We asked CSEE for help, and were directed to some different surveys, primarily done by colleges. That was helpful. Based on those, we put together our own Honor Code survey, which we have administered to the entire school the last three years. More important than even seeing how the Honor Code is working, the annual surveys give us a chance to compare our impact year-to-year. The anonymity and structure of the survey (described below) set good conditions for an honest census of our students. Plus, the annual nature of the survey tends to diminish the impact of untruthful answers to the questions and gives us a real sense of progress or retreat.


Important features of the survey worth highlighting:

  1. It is anonymous. We do not want to trace the responses and we are very clear letting the students know this.
  2. We do NOT ask the student whether she violated any provision of the Honor Code, but do ask how often she has seen an Honor Code violation.
  3. Paired with each question on whether a student has seen a particular Honor Code violation is a separate question asking the student to select a level of seriousness for that particular violation.
  4. The results are shared with the student body over the course of the academic year and serve as a focus of conversation and education about integrity.
  5. Repeating the test each year monitors the efficacy of the community education.

#### Data records:
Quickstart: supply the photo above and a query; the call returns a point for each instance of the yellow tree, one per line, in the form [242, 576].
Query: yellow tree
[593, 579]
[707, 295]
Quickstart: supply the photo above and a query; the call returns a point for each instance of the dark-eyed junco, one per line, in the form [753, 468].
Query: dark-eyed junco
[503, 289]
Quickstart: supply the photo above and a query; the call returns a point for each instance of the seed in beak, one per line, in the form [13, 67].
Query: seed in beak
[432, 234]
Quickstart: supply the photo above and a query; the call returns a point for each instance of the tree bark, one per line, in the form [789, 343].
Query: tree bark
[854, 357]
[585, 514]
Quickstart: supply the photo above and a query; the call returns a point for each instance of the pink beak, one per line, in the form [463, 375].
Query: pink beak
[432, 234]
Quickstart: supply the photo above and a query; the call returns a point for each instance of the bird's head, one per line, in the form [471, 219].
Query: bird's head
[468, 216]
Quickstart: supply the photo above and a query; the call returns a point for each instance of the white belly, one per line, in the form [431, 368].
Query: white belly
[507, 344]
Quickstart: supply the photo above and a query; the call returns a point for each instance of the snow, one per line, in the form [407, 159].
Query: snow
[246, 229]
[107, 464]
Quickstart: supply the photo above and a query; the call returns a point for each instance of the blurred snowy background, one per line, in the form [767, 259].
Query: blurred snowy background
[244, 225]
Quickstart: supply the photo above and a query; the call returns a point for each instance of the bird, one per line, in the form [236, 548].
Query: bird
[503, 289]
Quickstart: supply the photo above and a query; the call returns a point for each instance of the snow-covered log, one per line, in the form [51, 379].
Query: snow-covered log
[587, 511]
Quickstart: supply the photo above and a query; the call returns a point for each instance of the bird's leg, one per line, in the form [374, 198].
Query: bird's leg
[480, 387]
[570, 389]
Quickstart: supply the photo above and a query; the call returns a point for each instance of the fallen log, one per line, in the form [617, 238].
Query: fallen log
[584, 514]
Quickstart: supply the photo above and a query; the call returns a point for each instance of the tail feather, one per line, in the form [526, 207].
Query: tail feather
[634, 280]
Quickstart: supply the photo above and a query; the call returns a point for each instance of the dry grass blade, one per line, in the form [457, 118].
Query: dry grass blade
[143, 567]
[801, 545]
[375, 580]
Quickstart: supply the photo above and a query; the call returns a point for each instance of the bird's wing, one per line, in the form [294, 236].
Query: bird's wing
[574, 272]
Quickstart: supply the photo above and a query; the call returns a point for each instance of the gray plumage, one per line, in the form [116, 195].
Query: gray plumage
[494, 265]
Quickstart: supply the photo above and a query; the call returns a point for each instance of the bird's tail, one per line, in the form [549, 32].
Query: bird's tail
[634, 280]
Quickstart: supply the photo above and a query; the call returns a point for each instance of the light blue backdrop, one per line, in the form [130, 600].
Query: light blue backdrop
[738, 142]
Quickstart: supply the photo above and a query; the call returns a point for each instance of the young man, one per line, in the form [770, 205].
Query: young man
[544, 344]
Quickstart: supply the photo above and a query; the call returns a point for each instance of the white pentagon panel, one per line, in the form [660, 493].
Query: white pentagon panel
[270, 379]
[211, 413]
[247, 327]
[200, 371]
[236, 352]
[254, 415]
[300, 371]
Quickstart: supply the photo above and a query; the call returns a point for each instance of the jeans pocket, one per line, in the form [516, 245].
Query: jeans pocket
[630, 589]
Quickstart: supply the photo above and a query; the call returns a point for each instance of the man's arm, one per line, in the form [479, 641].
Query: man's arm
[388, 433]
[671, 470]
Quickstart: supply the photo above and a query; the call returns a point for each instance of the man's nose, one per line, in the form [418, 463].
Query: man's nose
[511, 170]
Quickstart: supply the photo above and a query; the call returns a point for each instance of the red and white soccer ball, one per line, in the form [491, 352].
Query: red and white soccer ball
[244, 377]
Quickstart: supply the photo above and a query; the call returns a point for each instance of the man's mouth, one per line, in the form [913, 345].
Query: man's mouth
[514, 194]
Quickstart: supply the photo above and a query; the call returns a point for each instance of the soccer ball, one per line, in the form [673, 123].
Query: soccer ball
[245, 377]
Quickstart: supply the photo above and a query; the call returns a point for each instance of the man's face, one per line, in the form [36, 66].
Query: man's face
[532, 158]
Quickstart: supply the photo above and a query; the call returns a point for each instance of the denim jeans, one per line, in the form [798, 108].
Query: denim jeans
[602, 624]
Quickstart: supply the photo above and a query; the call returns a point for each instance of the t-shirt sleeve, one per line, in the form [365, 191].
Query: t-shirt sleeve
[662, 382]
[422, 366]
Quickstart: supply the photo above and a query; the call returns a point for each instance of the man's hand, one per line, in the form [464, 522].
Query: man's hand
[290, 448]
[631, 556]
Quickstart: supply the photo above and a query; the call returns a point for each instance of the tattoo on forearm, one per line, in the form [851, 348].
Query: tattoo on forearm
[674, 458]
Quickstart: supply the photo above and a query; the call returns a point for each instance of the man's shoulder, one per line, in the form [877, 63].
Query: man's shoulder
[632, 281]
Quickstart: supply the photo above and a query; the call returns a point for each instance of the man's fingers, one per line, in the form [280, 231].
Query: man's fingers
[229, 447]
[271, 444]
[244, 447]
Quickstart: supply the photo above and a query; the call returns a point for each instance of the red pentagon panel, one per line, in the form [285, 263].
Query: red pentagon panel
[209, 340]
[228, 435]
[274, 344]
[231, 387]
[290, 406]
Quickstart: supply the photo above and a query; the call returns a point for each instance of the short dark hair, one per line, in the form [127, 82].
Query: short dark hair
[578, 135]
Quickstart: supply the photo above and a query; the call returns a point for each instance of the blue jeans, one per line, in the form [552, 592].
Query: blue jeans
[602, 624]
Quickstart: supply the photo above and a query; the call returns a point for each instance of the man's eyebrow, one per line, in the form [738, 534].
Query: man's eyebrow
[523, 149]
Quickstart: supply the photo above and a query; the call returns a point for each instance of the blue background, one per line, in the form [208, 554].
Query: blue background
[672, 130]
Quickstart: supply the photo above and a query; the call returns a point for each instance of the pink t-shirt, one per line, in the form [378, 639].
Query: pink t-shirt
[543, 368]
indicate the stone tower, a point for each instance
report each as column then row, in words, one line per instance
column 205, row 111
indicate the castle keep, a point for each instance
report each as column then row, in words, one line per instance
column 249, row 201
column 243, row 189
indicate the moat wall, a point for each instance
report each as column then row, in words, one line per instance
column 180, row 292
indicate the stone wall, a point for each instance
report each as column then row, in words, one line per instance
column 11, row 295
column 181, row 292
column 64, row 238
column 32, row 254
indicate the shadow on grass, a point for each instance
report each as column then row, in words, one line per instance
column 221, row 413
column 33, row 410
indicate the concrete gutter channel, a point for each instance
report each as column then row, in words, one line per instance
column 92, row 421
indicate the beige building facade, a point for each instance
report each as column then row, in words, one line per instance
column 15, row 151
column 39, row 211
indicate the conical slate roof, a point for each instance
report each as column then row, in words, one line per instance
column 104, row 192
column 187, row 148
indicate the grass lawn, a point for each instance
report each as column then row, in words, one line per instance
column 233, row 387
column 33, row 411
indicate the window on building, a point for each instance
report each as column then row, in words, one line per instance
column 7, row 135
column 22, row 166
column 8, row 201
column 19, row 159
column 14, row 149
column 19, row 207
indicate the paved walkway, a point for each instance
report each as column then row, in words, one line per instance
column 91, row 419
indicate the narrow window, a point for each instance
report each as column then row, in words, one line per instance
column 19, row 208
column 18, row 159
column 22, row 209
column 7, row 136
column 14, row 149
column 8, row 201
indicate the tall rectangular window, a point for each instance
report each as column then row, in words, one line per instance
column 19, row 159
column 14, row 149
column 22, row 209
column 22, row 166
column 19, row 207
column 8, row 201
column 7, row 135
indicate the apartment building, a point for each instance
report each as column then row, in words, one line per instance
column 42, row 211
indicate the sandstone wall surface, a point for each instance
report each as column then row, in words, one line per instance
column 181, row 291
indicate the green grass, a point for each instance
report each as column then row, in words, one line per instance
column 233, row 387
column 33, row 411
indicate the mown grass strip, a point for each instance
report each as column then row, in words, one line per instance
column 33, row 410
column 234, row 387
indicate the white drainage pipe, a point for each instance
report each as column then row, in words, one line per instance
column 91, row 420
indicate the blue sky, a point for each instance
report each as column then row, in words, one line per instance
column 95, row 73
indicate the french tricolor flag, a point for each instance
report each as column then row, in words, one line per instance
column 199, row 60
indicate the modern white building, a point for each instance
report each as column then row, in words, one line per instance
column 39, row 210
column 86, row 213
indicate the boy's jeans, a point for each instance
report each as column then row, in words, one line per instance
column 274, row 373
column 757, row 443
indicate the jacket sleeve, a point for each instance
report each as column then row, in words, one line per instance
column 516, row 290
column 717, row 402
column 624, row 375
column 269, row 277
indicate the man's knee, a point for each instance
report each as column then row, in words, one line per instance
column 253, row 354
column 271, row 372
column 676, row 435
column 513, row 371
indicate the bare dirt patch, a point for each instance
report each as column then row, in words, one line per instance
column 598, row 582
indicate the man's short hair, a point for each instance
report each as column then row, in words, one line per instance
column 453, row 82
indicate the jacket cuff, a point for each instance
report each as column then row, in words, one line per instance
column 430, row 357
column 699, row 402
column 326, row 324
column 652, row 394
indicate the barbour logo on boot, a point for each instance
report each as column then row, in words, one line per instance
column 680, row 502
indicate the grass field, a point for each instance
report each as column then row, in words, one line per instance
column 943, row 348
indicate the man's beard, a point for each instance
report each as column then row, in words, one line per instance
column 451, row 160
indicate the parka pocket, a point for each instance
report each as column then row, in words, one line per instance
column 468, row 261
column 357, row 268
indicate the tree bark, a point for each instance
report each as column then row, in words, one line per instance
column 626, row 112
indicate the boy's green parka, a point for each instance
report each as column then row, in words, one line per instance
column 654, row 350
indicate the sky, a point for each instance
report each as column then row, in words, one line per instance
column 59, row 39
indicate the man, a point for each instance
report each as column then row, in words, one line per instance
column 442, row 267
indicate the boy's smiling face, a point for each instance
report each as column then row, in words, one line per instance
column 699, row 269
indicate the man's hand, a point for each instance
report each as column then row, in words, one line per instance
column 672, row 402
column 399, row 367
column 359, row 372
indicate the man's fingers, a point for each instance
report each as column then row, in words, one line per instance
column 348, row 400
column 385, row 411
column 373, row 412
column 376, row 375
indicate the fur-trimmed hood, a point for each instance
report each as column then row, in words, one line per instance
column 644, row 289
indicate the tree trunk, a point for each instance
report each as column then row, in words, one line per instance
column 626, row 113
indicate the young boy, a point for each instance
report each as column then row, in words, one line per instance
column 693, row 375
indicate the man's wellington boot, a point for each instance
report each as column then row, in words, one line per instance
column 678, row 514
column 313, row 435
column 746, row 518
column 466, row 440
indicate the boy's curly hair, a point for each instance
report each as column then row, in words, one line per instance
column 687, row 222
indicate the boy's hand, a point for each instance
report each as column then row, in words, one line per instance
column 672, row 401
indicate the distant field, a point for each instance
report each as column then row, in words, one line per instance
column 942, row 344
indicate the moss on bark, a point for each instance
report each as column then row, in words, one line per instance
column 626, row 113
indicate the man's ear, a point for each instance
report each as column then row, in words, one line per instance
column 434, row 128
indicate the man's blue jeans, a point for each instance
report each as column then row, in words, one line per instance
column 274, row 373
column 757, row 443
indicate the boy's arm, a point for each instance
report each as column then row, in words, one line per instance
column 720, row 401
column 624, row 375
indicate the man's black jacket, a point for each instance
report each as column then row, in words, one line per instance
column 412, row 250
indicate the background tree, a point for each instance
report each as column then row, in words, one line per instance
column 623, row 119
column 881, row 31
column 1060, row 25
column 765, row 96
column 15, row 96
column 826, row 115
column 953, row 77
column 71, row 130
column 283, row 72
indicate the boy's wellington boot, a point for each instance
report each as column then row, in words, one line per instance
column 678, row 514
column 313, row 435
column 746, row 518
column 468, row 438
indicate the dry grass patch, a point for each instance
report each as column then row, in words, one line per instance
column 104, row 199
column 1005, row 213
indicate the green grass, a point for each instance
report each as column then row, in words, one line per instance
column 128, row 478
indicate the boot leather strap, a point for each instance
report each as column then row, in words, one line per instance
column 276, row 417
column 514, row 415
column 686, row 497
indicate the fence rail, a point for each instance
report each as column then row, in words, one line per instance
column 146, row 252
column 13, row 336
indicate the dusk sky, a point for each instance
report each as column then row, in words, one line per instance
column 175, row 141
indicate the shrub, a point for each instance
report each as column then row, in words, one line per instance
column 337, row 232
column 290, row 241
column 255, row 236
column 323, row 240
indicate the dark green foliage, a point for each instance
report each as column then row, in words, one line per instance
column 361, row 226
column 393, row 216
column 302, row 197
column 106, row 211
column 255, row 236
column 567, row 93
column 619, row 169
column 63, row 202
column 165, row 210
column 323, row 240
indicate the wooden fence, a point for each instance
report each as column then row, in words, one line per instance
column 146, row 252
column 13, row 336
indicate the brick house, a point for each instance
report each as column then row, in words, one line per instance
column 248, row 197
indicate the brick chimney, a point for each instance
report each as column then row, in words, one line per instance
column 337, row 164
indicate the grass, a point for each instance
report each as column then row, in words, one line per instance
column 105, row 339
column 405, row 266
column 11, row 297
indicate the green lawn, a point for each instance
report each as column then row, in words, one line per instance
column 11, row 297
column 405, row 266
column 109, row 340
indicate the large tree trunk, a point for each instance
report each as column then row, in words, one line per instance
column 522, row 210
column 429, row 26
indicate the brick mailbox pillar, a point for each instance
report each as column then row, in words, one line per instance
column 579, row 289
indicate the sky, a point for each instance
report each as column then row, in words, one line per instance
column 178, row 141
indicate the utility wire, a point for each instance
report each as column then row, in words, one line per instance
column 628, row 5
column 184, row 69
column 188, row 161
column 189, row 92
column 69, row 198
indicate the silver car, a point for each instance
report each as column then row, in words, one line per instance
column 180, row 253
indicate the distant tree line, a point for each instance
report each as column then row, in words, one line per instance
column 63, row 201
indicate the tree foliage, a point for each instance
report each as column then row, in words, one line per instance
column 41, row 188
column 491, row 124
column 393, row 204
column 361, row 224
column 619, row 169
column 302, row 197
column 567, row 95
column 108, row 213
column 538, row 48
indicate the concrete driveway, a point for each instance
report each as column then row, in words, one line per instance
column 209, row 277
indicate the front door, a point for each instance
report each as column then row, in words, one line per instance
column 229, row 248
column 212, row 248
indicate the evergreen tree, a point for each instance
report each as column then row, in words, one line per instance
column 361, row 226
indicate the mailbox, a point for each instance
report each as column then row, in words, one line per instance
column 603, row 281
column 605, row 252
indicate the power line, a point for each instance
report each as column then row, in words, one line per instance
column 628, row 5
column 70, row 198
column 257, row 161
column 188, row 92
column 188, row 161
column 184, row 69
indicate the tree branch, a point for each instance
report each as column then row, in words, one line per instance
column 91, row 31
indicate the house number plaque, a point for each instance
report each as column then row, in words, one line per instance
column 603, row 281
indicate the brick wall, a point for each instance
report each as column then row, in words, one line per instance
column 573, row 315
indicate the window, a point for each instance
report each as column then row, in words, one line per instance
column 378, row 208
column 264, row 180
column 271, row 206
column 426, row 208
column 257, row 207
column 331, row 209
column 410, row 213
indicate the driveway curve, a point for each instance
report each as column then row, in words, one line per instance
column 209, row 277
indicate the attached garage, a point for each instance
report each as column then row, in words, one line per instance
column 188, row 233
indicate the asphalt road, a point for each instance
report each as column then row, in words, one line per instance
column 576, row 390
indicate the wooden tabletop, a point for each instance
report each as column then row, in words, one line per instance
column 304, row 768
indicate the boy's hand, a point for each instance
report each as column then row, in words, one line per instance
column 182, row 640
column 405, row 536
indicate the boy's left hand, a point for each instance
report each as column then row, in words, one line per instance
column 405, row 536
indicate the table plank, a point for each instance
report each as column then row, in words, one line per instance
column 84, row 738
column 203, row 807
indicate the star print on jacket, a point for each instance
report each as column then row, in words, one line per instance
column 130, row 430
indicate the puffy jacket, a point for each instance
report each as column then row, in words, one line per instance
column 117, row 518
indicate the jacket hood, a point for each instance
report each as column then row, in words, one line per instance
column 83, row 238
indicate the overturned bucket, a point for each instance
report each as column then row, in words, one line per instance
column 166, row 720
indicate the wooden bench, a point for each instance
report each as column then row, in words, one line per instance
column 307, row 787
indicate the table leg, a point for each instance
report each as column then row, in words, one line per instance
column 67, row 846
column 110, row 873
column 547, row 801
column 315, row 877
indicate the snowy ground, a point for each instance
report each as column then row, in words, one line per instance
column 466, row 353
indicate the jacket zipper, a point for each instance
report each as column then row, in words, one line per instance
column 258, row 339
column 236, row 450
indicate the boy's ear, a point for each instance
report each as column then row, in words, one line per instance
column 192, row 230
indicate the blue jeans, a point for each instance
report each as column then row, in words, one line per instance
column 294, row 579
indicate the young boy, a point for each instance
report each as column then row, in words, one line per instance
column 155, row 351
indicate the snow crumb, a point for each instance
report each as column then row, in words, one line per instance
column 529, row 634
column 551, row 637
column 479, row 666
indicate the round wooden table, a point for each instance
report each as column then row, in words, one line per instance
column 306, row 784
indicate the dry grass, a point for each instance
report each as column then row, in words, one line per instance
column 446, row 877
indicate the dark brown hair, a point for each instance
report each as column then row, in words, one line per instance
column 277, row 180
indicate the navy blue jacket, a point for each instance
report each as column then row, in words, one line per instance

#### Task set:
[A] Retype the section of the Honor Code survey passage that opens with the words containing "Important features of" and closes with "education about integrity.".
[B] Write what comes next in the passage about the school's Honor Code survey, picking up after its final numbered point.

#### Answers:
[A]
Important features of the survey worth highlighting:

  1. It is anonymous. We do not want to trace the responses and we are very clear letting the students know this.
  2. We do NOT ask the student whether she violated any provision of the Honor Code, but do ask how often she has seen an Honor Code violation.
  3. Paired with each question on whether a student has seen a particular Honor Code violation is a separate question asking the student to select a level of seriousness for that particular violation.
  4. The results are shared with the student body over the course of the academic year and serve as a focus of conversation and education about integrity.

[B]
We have also used the surveys to address specific issues. For example, when we saw that 61% of our students felt that, “Staying home to postpone taking a test or handing in an assignment” was not cheating, or, at worst, trivial cheating, we decided to run a short campaign on the issue. We made a video that ran on our Friday Morning Live school-wide show, and gave material to teachers to address the issue in their classrooms. The next year’s survey showed a reduction to 51%, still too high, but progress none the less.


Another example is seeing the survey results on “Working on an assignment with other students when the teacher asked for individual work.” We felt it was not being taken seriously enough. After vigorous discussion in our Honor Code Committee, we decided this was in part due to poor communication of expectations by the teacher. The students came up with a list of Levels of Collaboration and Resources for all teachers to use on out-of-class assignments. This is currently being processed through the administration and faculty and will result in a clear, common language for this issue throughout the school.


Surveys helped to focus where attention is most needed. Subsequent surveys demonstrated that using the results as a part of community education and attention yield a reduction in observation of honor code violations. For example, from 2014-2015, students saw a 20% reduction in incidents of students copying from others during a test or quiz, and the next year saw a continued trend in reduction. Turning in work copied from another student reduced by 15%, and using unpermitted notes on a test or quiz reduced by 16%. These are just some examples of the student-observed improvements happening across the community.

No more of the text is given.